-- start Text to read --

For most if its history, the draft worked like a marketplace without a pricing system. In 1991, Mike McCoy, then-co-owner of the Dallas Cowboys and an engineer by trade, created a draft value chart—referred to simply as “The Chart”—which assigned a numerical value to each draft pick to facilitate trading. For example, the first pick is worth 3,000 “points,” whereas the last pick is worth 0.4 “points.” When a team considers a trade, they use simple addition to decide if the trade is worthwhile. McCoy described it as akin to putting a price tag on a loaf of bread, allowing teams to determine if their loaf is worth more than the other team’s. The problem with this system is two-fold: the values were based on the NFL’s trade history, itself often the result of haphazard assumptions about draft pick values, so in a way it was a quantification of biases. Second, as The Chart spread through NFL circles, every team was using the same math to evaluate trades based on the same faulty system, compounding errors on errors. Nevertheless, few teams were concerned and welcomed a codified valuation. “A standard price list also protects you,” McCoy told Thaler and Massey. “Nobody gets skinned.”

In the draft, a risk-averse strategy would involve trading high, expensive picks for as many lower-rounders as possible. Yet we rarely see teams do this since the conventional wisdom dictates that high picks are the best. In the NFL, "risk aversion" means abiding by conventional wisdom.

McCoy’s quote is a clue as to why NFL teams draft so poorly: It’s no longer an economic problem, but a psychological one. The economics of the draft have been studied for almost two decades now: Stating that first round picks are overvalued is almost a cliché at this point, while, due to the uncertainty of translating performance in college to performance in the NFL, the best approach, generally, is to simply try to draft as many players as possible. The reason teams continue to ignore these findings has more to do with inherent biases that prevent experts from rationally assessing the draft.

-- end Text to read --
-- start Provided data --

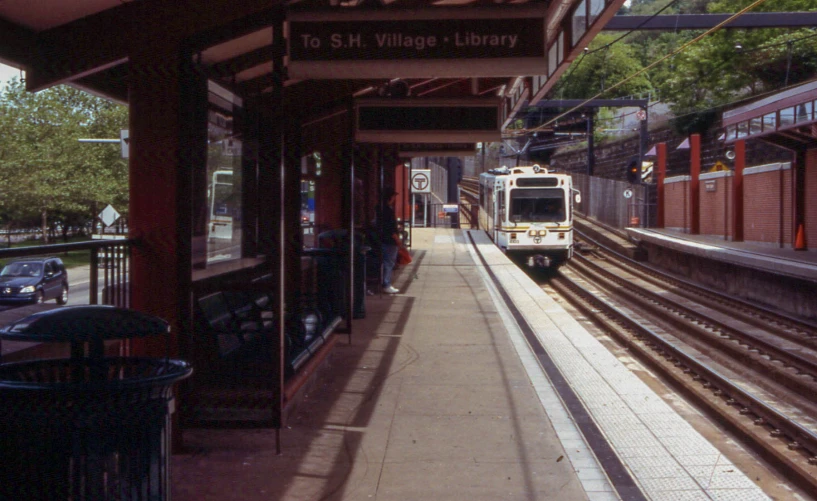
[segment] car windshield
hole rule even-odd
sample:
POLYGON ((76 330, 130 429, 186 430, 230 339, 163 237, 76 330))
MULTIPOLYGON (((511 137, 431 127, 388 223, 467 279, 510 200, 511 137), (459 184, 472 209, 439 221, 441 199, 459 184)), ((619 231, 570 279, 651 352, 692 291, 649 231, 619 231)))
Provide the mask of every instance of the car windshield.
POLYGON ((42 274, 41 263, 11 263, 0 271, 0 277, 39 277, 42 274))

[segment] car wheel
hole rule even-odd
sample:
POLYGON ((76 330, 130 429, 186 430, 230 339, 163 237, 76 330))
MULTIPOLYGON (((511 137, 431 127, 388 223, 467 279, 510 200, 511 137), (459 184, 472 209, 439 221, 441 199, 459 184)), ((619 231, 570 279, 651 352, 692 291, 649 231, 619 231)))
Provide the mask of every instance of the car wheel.
POLYGON ((68 304, 68 286, 63 284, 62 292, 57 296, 57 304, 68 304))

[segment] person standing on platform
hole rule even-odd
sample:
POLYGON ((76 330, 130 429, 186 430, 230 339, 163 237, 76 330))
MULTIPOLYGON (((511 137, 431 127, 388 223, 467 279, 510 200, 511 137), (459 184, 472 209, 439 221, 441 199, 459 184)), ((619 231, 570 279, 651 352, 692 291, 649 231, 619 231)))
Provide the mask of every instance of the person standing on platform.
MULTIPOLYGON (((383 266, 383 292, 397 294, 400 292, 391 284, 391 273, 397 263, 397 217, 394 215, 394 204, 397 202, 397 192, 394 188, 383 189, 383 203, 377 207, 378 213, 382 210, 382 217, 378 217, 380 224, 380 244, 383 266)), ((381 214, 378 214, 380 216, 381 214)))

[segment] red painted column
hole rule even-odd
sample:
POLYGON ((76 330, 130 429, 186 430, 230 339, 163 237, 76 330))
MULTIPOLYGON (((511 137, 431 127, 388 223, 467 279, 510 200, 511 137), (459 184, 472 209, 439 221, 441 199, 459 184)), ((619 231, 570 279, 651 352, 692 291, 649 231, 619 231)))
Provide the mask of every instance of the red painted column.
MULTIPOLYGON (((138 239, 131 270, 131 307, 170 323, 171 356, 188 327, 192 206, 189 145, 180 51, 158 43, 134 44, 130 59, 129 231, 138 239), (185 160, 187 158, 187 160, 185 160)), ((206 106, 206 102, 200 103, 206 106)), ((164 356, 164 339, 134 342, 135 355, 164 356)))
POLYGON ((746 141, 735 142, 735 172, 732 176, 732 241, 743 242, 743 169, 746 168, 746 141))
POLYGON ((689 136, 689 232, 697 235, 701 232, 701 135, 689 136))
POLYGON ((658 143, 655 145, 655 152, 658 163, 658 180, 656 186, 658 188, 658 214, 656 215, 659 228, 664 228, 664 203, 666 197, 664 195, 664 179, 667 177, 667 143, 658 143))

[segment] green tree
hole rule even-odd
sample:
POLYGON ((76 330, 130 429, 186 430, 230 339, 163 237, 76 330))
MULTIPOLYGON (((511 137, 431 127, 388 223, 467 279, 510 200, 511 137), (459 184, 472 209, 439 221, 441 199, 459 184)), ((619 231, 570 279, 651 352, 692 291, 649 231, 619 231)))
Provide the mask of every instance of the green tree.
POLYGON ((611 44, 615 38, 608 33, 599 34, 588 47, 587 55, 579 56, 570 65, 552 96, 556 99, 587 99, 602 94, 602 98, 610 99, 651 90, 646 75, 630 78, 643 66, 631 45, 611 44))
POLYGON ((118 137, 127 110, 69 86, 26 92, 12 80, 0 94, 0 210, 6 224, 93 220, 96 206, 126 206, 127 165, 119 147, 80 143, 118 137), (104 205, 103 205, 104 206, 104 205))

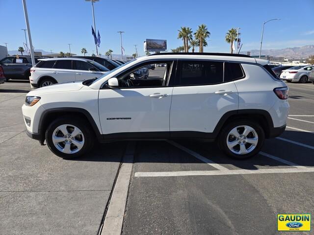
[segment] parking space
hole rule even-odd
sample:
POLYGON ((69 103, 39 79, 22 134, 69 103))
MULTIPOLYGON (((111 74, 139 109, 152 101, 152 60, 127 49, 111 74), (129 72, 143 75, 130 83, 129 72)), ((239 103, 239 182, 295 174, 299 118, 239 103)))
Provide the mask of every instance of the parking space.
POLYGON ((251 159, 214 143, 138 142, 123 234, 280 234, 277 213, 313 213, 314 86, 288 85, 288 127, 251 159))

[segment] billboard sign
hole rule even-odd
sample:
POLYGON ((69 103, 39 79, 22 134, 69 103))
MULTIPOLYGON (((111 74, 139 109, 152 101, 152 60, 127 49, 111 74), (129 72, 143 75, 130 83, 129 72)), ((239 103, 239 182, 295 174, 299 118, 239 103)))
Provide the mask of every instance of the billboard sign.
POLYGON ((146 39, 144 47, 145 51, 163 51, 167 50, 167 40, 146 39))

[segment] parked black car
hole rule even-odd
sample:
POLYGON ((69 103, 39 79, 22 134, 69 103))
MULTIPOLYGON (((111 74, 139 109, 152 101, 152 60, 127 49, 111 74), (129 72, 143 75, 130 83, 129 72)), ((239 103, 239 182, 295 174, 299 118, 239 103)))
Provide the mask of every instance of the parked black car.
POLYGON ((280 74, 281 74, 281 72, 283 71, 283 70, 288 70, 290 68, 293 67, 293 65, 285 65, 284 66, 277 66, 277 67, 273 68, 272 70, 274 71, 275 74, 277 75, 278 77, 280 76, 280 74))
POLYGON ((93 60, 95 62, 97 62, 102 65, 103 65, 109 70, 112 70, 120 66, 115 61, 110 59, 106 59, 105 58, 98 57, 97 56, 73 56, 76 58, 83 58, 89 60, 93 60))
MULTIPOLYGON (((41 57, 35 57, 35 62, 41 57)), ((7 56, 0 60, 7 81, 9 79, 28 80, 29 70, 32 67, 30 56, 26 55, 7 56)))

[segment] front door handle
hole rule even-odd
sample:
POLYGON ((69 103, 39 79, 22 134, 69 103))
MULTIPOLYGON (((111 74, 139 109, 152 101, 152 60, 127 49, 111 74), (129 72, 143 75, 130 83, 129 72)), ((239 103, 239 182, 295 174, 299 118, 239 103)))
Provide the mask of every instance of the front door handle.
POLYGON ((168 94, 150 94, 149 95, 149 97, 152 97, 153 98, 158 98, 158 99, 161 99, 161 98, 163 98, 164 97, 167 97, 167 96, 168 96, 168 94))
POLYGON ((229 94, 232 94, 234 92, 232 91, 218 91, 218 92, 215 92, 215 94, 223 94, 224 95, 227 95, 229 94))

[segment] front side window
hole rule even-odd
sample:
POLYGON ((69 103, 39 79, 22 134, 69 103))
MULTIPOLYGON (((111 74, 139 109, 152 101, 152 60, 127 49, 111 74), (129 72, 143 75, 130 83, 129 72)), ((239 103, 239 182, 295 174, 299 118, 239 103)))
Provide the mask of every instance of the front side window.
POLYGON ((54 66, 54 68, 60 70, 72 70, 72 61, 71 60, 58 60, 54 66))
POLYGON ((210 85, 223 81, 223 62, 182 61, 179 71, 176 82, 179 86, 210 85))
POLYGON ((123 73, 118 77, 119 87, 126 88, 167 86, 173 61, 157 63, 143 63, 123 73))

-- end Provided data --

Required task A
Transcribe the NFL draft text verbatim, between "In the draft, a" and "by conventional wisdom.", inclusive.
Required task B
In the entries, between the first line and the line holding "POLYGON ((42 274, 41", inclusive, swap "windshield" for "windscreen" and leave everything else unchanged. Return only those lines, without the pictures.

Correct result A
In the draft, a risk-averse strategy would involve trading high, expensive picks for as many lower-rounders as possible. Yet we rarely see teams do this since the conventional wisdom dictates that high picks are the best. In the NFL, "risk aversion" means abiding by conventional wisdom.

Correct result B
[segment] car windscreen
hole rule even-odd
sample:
POLYGON ((76 330, 130 429, 186 430, 230 339, 163 237, 76 330))
MULTIPOLYGON (((511 137, 431 127, 388 223, 467 279, 510 200, 511 137), (459 184, 472 209, 439 221, 441 199, 459 184)), ((619 231, 570 279, 651 352, 692 291, 649 231, 619 231)))
Provide the mask of every instance of the car windscreen.
POLYGON ((42 274, 41 263, 11 263, 0 271, 0 277, 39 277, 42 274))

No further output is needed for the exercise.